**DESCRIPTION OF THE TASK:**
Every line below is to be set down again exactly; any image stays out.

**PROVIDED DATA:**
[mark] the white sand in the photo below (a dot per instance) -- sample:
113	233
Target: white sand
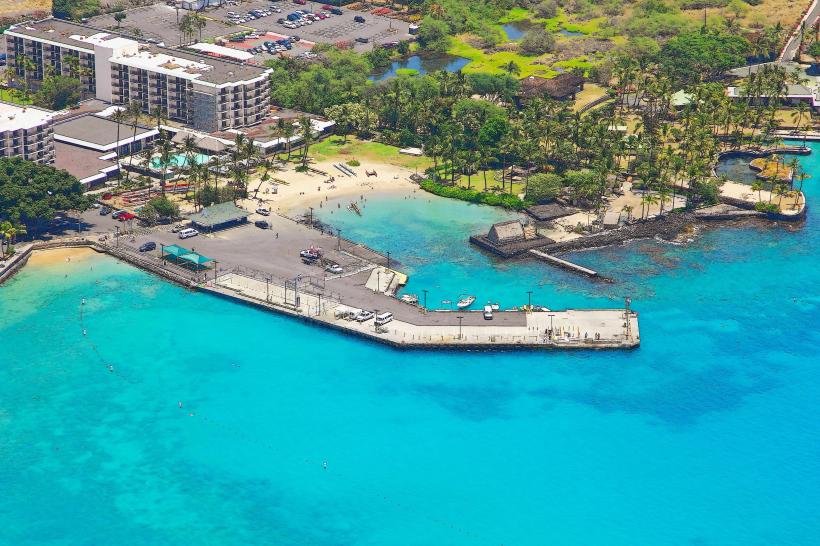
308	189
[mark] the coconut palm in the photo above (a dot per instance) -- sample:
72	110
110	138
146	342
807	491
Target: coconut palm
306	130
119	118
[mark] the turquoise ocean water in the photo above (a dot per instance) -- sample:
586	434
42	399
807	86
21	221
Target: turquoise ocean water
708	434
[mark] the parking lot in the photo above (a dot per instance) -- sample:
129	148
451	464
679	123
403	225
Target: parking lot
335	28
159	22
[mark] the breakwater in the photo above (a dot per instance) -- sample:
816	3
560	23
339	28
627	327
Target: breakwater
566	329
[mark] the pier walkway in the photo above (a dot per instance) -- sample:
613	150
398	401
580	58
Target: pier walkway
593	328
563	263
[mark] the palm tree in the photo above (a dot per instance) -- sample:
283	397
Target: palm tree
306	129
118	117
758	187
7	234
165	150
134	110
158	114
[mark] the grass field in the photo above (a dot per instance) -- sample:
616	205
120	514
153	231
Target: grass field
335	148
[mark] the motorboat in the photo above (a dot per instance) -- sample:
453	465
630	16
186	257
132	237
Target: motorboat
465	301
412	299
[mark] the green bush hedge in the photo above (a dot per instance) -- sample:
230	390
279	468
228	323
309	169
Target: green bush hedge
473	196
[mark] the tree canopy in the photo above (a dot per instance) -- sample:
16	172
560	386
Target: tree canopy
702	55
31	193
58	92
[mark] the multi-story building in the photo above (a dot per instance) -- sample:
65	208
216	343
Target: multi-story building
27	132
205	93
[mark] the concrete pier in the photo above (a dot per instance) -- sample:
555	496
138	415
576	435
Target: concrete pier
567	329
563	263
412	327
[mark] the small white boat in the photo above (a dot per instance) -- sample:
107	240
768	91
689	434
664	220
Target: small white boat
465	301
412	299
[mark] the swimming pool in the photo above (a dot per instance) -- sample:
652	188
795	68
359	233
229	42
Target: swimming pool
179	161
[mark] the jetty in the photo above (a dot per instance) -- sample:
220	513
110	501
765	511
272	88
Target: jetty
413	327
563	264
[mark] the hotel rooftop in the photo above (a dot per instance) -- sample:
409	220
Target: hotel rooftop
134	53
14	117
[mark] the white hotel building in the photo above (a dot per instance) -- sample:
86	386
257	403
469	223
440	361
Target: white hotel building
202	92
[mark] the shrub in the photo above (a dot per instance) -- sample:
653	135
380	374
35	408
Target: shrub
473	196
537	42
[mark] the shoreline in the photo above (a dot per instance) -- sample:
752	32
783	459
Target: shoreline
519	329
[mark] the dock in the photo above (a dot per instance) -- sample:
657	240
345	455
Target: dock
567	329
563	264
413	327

**THE COMPLETED TASK:**
[mark] the white sand in the photo below (a dot per instance) -- sample:
113	233
Target: white sand
308	189
[mark] the coconut palm in the photo above (a dot per instance) -- sample:
72	110
110	138
146	342
807	491
Target: coconut palm
306	130
119	118
[mark] the turquoise ocean water in the photo above (a dot per instance) -- sample:
586	434
42	399
807	86
21	221
Target: turquoise ocean water
708	434
[mark] the parking lot in the photo above (a dot per instance) -- sample:
129	148
451	464
679	123
403	225
Target: parking lot
335	28
159	22
[mark] the breakwater in the photo above (a dot per instance) -- sample:
816	3
560	23
339	28
627	327
Target: breakwater
566	329
[mark] the pier walkway in the photo above (a dot per instance) -- sample:
613	150
398	401
580	58
Target: pier walkway
593	328
563	263
[mark] the palm tree in the photo above (a dot per instance) -- sample:
283	397
Target: palm tree
306	129
118	117
758	187
7	234
165	150
134	110
158	114
[mark] the grass field in the photo above (a dot per instance) -- sample:
616	205
120	514
153	231
Target: grass field
335	148
[mark] the motorboat in the photo above (a dot per instance) -- sample:
453	465
630	16
186	257
132	237
Target: motorboat
465	301
412	299
[mark] the green bush hedge in the photo above (a dot per instance) -- sample:
230	390
279	468
228	323
309	169
Target: green bush hedge
473	196
[mark] the tree canopy in the photo above (a dot per instance) -- sample:
16	172
560	386
Target: tree canopy
702	55
31	193
58	92
[mark] the multi-story building in the photo above (a dot per instance) -- sample:
65	208
216	343
Target: multi-story building
27	132
205	93
[mark] the concrete pier in the photo above (a dot per instance) -- sample:
555	496
138	415
576	435
Target: concrete pier
567	329
563	263
412	327
[mark] the small white boat in the photo above (a dot per instance) -- sample:
107	240
768	91
689	434
664	220
Target: small white boat
465	301
412	299
[mark] the swimming pool in the photo above (a dot per instance) -- sample:
652	188
795	68
359	233
229	42
Target: swimming pool
179	161
[mark] the jetty in the photo above (a dot per instance) -- sample:
220	513
110	501
765	511
272	88
Target: jetty
413	327
563	264
[mark] the hotel rooftop in the photo above (a dot per instance) -- sample:
409	220
Target: hotel rooftop
134	53
14	117
[mark] the white hotel building in the photo above (a dot per instance) -- sample:
86	386
257	403
469	223
440	361
Target: white hotel building
202	92
[mark] the shrub in the photo above (a dot per instance) -- sample:
653	135
380	374
35	408
Target: shrub
473	196
537	42
[mark] the shoreline in the photo above (a dot per instance) -- sample:
752	32
783	459
Target: shoreline
519	329
[mark] the dock in the photo above (a dot per instance) -- sample:
657	240
345	455
Target: dock
567	329
563	264
413	327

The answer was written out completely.